▶ _Problem_: Copy the data exactly as it appears, and do not include any pictures.

▶ _Named-object pointing records_:
--------------------------------

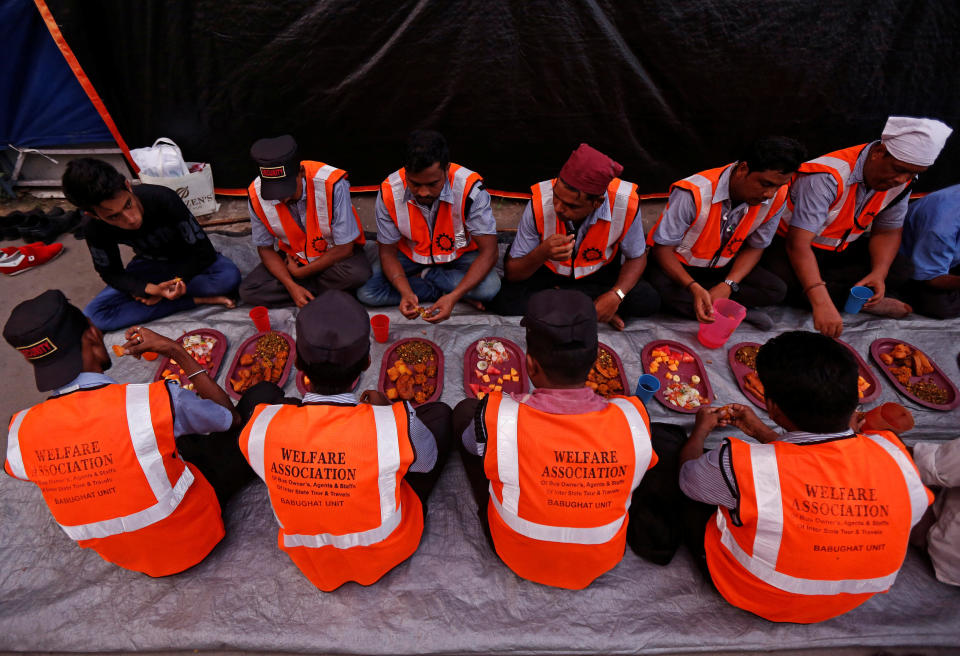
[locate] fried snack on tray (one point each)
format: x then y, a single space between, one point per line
266 363
604 376
747 356
752 382
412 376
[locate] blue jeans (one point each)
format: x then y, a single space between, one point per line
112 309
436 280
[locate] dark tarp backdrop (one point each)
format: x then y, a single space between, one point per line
41 102
666 87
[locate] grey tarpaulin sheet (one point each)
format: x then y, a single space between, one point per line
453 595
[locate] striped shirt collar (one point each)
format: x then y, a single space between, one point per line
345 398
85 380
802 437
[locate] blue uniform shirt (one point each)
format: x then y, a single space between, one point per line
343 227
191 414
931 234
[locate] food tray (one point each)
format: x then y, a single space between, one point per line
516 361
216 355
249 346
885 345
623 375
390 357
740 372
873 391
685 370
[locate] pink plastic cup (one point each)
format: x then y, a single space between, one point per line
261 318
727 315
381 327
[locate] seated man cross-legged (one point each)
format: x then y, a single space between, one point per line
304 209
581 231
175 266
138 473
844 220
931 246
709 239
436 235
553 471
809 524
348 480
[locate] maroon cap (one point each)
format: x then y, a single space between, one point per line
590 171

--------------------------------

▶ _Solved exercise_:
[locate] fried snack on tray (one point each)
format: x then y, a single space between, one point per line
266 363
604 376
747 356
752 382
412 376
[locate] blue jeans (one point each)
format: x then y, a single space between, one point per line
112 309
436 280
[locate] dark tarp backdrop (one point each)
format: x then y, a single space between, one point per line
41 102
666 87
[locate] grey tarpaulin sheet (one point each)
format: x then y, a single space between, one point per line
453 595
[locate] striped shirt collar (one point each)
format: x then y, a single space between, one point per line
345 398
85 380
802 437
[locate] blue uniform shirt (one point each)
format: x then y, a single space between, one point per line
343 227
191 414
931 234
[locate] food tray (one point each)
format: x then y, a single space between, one point per line
516 361
216 355
249 346
885 345
623 375
390 357
740 372
873 391
685 370
[locate] pink plastic cup (one point each)
format: x then y, a single space between, one point per line
261 318
727 315
381 327
[locate] seated man cross-legged (one point each)
format: x then y, a single space between, one point per line
304 209
581 231
175 266
138 473
844 220
931 246
709 239
436 235
553 471
809 524
348 480
[locate] maroon cap (one point each)
format: x then y, a single space between, one point per line
590 171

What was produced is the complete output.